- **Exercise directions**:
Write the entries again exactly, with no line missing.

- **Data shown**:
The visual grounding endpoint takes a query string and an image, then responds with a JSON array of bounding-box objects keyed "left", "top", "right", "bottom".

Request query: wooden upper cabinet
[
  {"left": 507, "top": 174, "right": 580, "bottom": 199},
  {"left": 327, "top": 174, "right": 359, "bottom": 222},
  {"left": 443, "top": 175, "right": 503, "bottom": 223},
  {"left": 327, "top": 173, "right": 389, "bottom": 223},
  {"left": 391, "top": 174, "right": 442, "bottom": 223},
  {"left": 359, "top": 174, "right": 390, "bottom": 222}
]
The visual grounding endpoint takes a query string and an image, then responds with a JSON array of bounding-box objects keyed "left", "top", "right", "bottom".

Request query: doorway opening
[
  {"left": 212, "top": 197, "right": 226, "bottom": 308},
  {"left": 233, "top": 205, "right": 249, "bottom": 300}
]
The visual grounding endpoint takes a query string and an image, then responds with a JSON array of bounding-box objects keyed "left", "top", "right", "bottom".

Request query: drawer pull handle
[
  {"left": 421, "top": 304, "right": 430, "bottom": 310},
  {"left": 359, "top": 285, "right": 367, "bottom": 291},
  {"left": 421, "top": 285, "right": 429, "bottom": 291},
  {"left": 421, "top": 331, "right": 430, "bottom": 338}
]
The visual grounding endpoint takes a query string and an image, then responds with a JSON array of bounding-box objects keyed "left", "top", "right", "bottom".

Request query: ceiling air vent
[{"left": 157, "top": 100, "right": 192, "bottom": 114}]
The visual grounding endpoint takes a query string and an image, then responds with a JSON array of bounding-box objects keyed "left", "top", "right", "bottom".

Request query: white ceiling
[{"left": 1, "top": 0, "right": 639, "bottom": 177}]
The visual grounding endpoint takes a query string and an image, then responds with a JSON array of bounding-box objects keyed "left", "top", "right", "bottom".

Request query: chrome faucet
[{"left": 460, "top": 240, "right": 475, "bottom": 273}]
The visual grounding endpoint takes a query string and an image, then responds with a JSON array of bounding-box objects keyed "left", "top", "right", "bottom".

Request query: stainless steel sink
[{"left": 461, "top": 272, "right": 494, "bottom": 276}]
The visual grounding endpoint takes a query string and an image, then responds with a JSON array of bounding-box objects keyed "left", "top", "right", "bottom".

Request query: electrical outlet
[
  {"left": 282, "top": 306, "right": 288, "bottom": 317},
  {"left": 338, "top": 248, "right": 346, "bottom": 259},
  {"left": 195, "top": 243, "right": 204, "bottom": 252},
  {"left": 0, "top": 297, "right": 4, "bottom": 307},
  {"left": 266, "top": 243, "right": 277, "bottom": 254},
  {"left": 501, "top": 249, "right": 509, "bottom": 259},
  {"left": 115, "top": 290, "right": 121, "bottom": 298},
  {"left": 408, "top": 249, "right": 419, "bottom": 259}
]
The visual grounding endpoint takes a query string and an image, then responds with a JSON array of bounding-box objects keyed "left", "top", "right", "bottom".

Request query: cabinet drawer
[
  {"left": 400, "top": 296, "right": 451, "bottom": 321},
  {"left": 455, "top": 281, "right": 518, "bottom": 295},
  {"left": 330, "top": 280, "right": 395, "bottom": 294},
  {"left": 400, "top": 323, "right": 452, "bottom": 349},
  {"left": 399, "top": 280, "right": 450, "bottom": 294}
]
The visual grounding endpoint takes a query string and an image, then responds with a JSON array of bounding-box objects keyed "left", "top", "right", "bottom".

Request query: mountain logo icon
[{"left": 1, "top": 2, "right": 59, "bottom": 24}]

- **Result of the exercise**:
The visual grounding endpoint takes a query string and an image, then responds with a JSON array of bounding-box objects keyed "left", "top", "right", "bottom".

Request query: wooden upper cabinet
[
  {"left": 507, "top": 174, "right": 580, "bottom": 199},
  {"left": 327, "top": 174, "right": 359, "bottom": 222},
  {"left": 443, "top": 175, "right": 503, "bottom": 223},
  {"left": 327, "top": 173, "right": 389, "bottom": 223},
  {"left": 391, "top": 174, "right": 442, "bottom": 223},
  {"left": 359, "top": 174, "right": 390, "bottom": 222}
]
The visual grounding endpoint takes a query string and an image, then responds with a JSON array of bounding-box objects keyed "left", "top", "right", "bottom".

Request query: doorway opening
[
  {"left": 212, "top": 197, "right": 226, "bottom": 308},
  {"left": 233, "top": 205, "right": 249, "bottom": 300}
]
The visual grounding endpoint takes a query string and an image, then responds with a JSON array of bounding-box objects keyed "left", "top", "right", "bottom".

Request query: drawer pull handle
[
  {"left": 421, "top": 304, "right": 430, "bottom": 310},
  {"left": 359, "top": 285, "right": 367, "bottom": 291},
  {"left": 421, "top": 285, "right": 429, "bottom": 291},
  {"left": 421, "top": 331, "right": 430, "bottom": 338}
]
The visual grounding endpoint takes a query string and an image, then responds with a JSON array of bounding-box objects keyed "left", "top", "right", "bottom".

Request query: ceiling air vent
[{"left": 157, "top": 100, "right": 192, "bottom": 114}]
The visual grounding endpoint takes a query string and an image, then responds with a JSON array of bounding-box objects keyed "left", "top", "right", "bottom".

Request query: white ceiling
[{"left": 1, "top": 0, "right": 639, "bottom": 177}]
The visual grounding endpoint takes a query string and an image, then responds with a JSON array of bounding-box objects keyed "left", "top", "right", "bottom".

Request query: chrome faucet
[{"left": 460, "top": 240, "right": 475, "bottom": 273}]
The visual grounding endpoint takes a query string and an image, then responds with a JSON array of bounding-box objects keyed "left", "top", "right", "bottom".

Request query: stainless steel sink
[{"left": 461, "top": 272, "right": 494, "bottom": 276}]
The visual grounding endpoint takes a query string and an image, then responds with a JSON array of bounding-box objects keyed "left", "top", "right", "bottom".

Request query: electrical outlet
[
  {"left": 282, "top": 306, "right": 288, "bottom": 317},
  {"left": 338, "top": 248, "right": 346, "bottom": 259},
  {"left": 195, "top": 243, "right": 204, "bottom": 252},
  {"left": 0, "top": 297, "right": 4, "bottom": 307},
  {"left": 266, "top": 243, "right": 277, "bottom": 254},
  {"left": 501, "top": 249, "right": 509, "bottom": 259},
  {"left": 115, "top": 290, "right": 121, "bottom": 298},
  {"left": 408, "top": 249, "right": 419, "bottom": 259}
]
The visual grounding endpoint takes a query string and an image, then responds with a JSON array of bounding-box objects keyed "left", "top", "right", "bottom".

Request query: cabinet drawer
[
  {"left": 400, "top": 296, "right": 451, "bottom": 321},
  {"left": 455, "top": 281, "right": 518, "bottom": 295},
  {"left": 330, "top": 280, "right": 395, "bottom": 294},
  {"left": 400, "top": 323, "right": 452, "bottom": 349},
  {"left": 399, "top": 280, "right": 450, "bottom": 294}
]
The visual grounding endpoint takes a query string and an image, then responds with a JSON array of bounding-box objects keyed "left", "top", "right", "bottom".

Request query: mountain logo icon
[{"left": 1, "top": 2, "right": 59, "bottom": 24}]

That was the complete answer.